WORK TO COMPLETE: Return everything from "Though my God" down to "from personal pride." in the essay below on making ethical decisions, copied word for word.

TEXT FOR ANALYSIS:
How I ethically break things down
When it comes to the way I think things through as I go through my life, there is a series of questions I go through often without even realizing it. Usually when met with an ethical decision, I immediately ask myself one question: As a Christian, what would God say about the decision I am about to make? I grew up in the church and have been taught Christianity all my life but I feel as if this question has become the first thing I ask myself more recently and I feel like this is because of a maturity in faith that comes with growing up. Because of my leading question when making decisions, I would say divine command theory is my main ethical system.
Though my God has a major impact in my life, I do not stop there. Often times, though I honestly wish it was not this way, I really care what other people think, this is probably because of the way culture has impacted me. Because I care what other people think, I will often ask "but what will people think of me if I do this? Will they be impressed or disappointed?" I am the type of person who wants to be an example for others, I want to be a "guardian" or someone that people can look at and say "that is a great person, I want to be like him", and I am afraid that this drive in me is from personal pride.
After asking myself what other people will think of me, I will often ask what will happen to me personally as well as others based on the decision I make. I use this form of utilitarianism because I am the type of person who wants to please everyone, I want everyone to be content with anything I can control. I cannot stand fighting or confrontation so I will often make a decision that makes the most people happy, and this question in many ways ties back to my previous question of what will people think of me because I feel as though the more people happy with me, the better the decision.

EXCERPTED RECORDS:
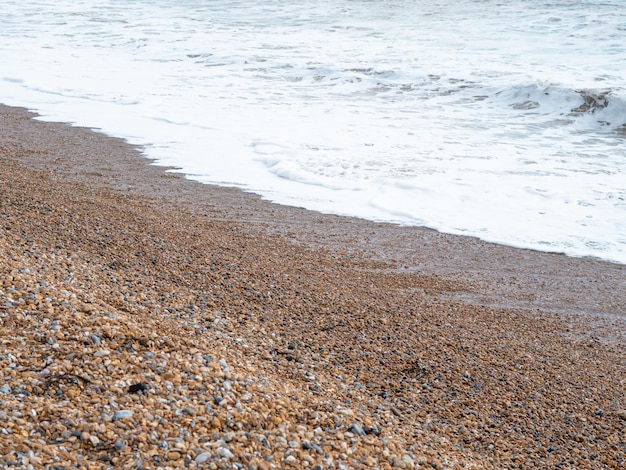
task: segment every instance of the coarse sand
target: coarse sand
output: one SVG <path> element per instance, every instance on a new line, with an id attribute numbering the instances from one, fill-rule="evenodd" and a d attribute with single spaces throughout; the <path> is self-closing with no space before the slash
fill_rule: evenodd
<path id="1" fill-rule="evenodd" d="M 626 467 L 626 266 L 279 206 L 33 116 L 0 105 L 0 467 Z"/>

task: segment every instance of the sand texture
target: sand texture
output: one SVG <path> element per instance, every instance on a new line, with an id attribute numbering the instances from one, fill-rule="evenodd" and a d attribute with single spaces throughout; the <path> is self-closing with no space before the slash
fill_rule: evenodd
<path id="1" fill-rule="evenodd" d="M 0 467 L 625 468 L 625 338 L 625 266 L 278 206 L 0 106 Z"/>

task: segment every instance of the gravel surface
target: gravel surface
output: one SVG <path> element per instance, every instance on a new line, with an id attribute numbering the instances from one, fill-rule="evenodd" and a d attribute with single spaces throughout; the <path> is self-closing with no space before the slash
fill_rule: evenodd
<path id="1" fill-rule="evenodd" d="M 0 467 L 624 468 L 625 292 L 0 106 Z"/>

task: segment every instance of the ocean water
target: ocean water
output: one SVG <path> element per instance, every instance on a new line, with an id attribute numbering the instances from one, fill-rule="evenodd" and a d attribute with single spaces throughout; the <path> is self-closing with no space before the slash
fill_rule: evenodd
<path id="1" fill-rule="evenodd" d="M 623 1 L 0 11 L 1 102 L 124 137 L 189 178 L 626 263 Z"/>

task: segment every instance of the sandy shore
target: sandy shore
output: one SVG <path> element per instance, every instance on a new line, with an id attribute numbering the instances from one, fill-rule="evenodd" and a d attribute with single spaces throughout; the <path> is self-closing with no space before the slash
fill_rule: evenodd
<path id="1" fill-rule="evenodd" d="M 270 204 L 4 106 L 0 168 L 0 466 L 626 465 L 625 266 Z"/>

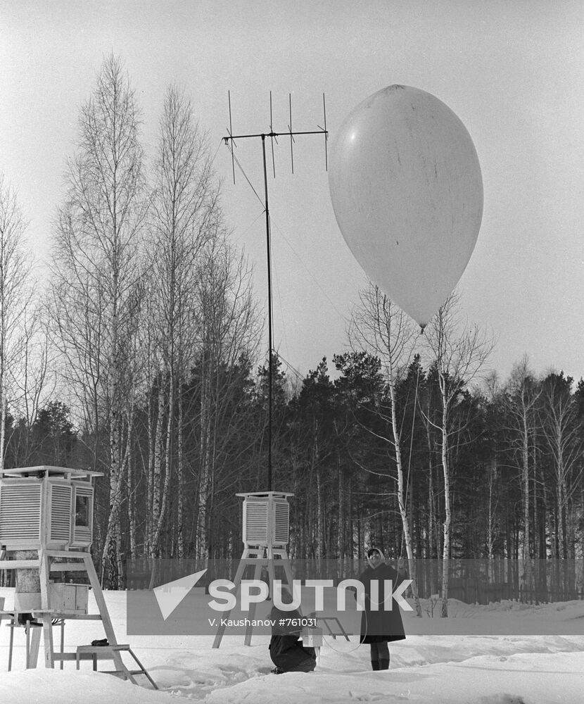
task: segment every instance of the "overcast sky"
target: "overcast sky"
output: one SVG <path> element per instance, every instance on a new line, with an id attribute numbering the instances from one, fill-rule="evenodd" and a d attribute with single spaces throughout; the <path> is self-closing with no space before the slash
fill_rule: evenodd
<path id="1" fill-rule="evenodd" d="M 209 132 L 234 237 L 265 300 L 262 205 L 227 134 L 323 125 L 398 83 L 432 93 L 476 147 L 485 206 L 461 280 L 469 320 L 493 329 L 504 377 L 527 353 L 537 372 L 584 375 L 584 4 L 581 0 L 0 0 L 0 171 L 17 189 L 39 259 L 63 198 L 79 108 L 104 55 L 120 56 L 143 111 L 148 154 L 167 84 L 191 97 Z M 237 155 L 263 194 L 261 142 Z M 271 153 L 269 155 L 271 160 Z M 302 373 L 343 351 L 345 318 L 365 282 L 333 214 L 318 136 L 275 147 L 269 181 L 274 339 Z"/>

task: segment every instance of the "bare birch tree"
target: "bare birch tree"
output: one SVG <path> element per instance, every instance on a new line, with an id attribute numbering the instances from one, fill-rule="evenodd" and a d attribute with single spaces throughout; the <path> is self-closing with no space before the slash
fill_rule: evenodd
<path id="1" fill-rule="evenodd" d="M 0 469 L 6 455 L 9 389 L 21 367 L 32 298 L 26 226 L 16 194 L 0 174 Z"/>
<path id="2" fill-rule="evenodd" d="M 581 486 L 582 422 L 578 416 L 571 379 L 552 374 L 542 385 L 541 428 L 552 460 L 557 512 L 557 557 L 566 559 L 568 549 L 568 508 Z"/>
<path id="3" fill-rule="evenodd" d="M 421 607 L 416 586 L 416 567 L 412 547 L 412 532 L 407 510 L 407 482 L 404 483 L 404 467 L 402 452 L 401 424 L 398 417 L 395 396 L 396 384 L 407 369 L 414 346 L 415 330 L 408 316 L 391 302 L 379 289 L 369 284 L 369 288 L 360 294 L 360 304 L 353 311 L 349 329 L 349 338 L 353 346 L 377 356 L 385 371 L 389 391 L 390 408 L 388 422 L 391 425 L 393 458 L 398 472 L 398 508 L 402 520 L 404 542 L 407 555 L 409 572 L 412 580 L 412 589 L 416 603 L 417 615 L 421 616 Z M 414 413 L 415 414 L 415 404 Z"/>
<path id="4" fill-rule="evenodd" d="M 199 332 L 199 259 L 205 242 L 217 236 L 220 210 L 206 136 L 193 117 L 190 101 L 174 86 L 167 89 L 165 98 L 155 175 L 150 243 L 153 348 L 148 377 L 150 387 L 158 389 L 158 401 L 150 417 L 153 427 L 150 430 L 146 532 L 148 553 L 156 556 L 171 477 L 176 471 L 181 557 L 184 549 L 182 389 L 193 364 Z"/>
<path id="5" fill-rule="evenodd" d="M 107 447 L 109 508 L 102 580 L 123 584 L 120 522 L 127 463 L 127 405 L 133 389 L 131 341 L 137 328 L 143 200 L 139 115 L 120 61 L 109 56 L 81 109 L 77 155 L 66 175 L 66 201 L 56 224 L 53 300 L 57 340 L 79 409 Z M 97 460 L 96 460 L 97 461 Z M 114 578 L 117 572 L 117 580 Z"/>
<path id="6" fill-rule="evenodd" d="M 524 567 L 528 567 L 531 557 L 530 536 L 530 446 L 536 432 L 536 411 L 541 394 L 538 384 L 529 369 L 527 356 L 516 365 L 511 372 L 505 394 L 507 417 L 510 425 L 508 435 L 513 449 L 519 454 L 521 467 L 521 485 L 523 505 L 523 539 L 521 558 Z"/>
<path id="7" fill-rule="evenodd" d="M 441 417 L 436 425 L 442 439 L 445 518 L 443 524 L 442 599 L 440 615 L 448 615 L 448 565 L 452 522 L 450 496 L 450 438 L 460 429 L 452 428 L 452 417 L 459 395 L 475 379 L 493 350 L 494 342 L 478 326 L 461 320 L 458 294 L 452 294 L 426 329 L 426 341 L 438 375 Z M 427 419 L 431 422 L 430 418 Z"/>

RESPONSE:
Though my God has a major impact in my life, I do not stop there. Often times, though I honestly wish it was not this way, I really care what other people think, this is probably because of the way culture has impacted me. Because I care what other people think, I will often ask "but what will people think of me if I do this? Will they be impressed or disappointed?" I am the type of person who wants to be an example for others, I want to be a "guardian" or someone that people can look at and say "that is a great person, I want to be like him", and I am afraid that this drive in me is from personal pride.